--- start of Supplied data ---

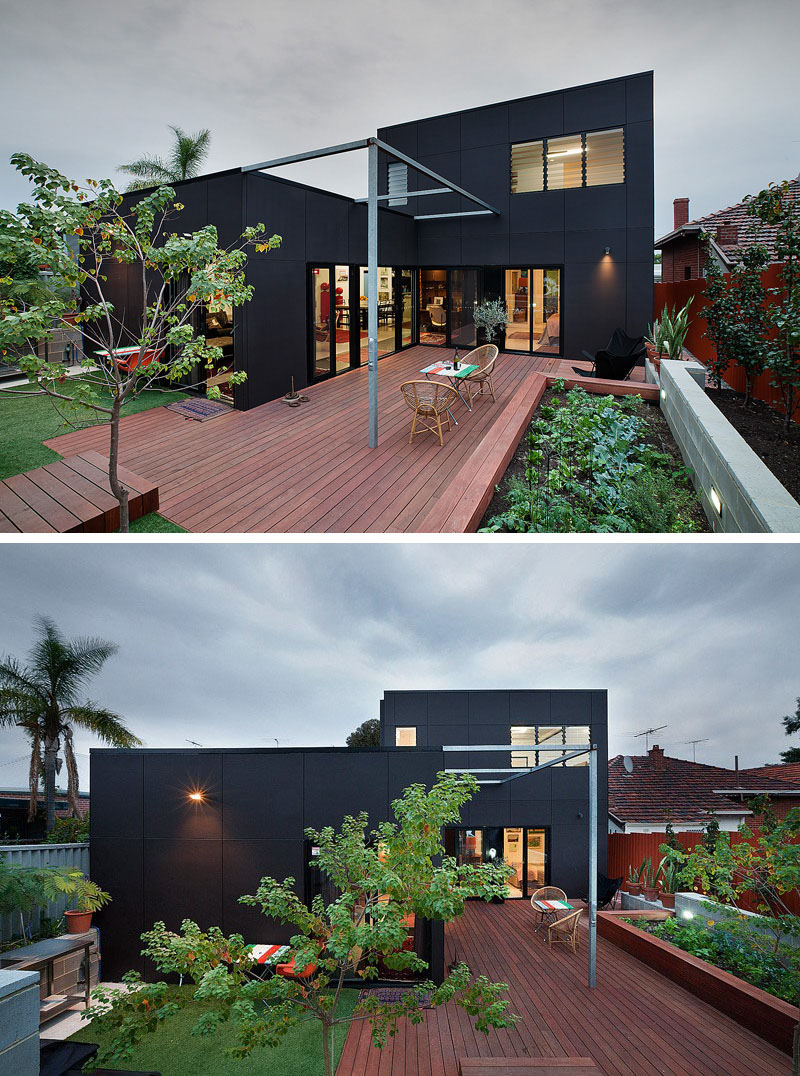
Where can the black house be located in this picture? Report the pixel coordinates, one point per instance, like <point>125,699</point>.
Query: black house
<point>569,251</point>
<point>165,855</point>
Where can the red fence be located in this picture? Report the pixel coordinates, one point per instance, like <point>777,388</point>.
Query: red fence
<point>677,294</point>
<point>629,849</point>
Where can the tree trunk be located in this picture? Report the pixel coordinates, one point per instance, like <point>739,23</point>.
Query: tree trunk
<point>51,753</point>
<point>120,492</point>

--- end of Supplied data ---
--- start of Supplied data ---

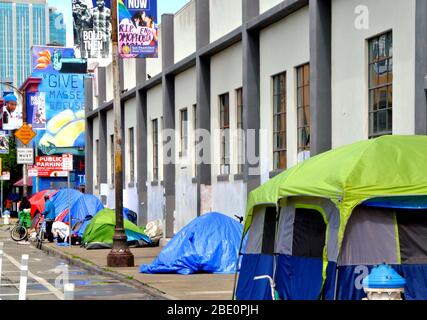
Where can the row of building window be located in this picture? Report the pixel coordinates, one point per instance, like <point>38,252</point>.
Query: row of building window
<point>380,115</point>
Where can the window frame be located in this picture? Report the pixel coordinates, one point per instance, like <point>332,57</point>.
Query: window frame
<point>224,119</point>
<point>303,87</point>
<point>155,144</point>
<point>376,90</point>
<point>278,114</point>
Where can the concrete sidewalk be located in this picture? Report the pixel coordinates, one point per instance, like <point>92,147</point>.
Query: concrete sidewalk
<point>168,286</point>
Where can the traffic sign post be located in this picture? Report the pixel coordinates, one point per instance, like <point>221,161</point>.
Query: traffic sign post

--- end of Supplied data ---

### Problem to work on
Repeat the data above word for word, starting at the line that contains "Where can the black" and ending at the line that contains "<point>629,849</point>", both included.

### Result of this exercise
Where can the black house be located in this picture? Report the pixel coordinates, one point per instance, like <point>125,699</point>.
Query: black house
<point>569,251</point>
<point>165,855</point>
Where can the red fence be located in this picture? Report the pixel coordinates, one point per instance, like <point>777,388</point>.
Query: red fence
<point>677,294</point>
<point>629,849</point>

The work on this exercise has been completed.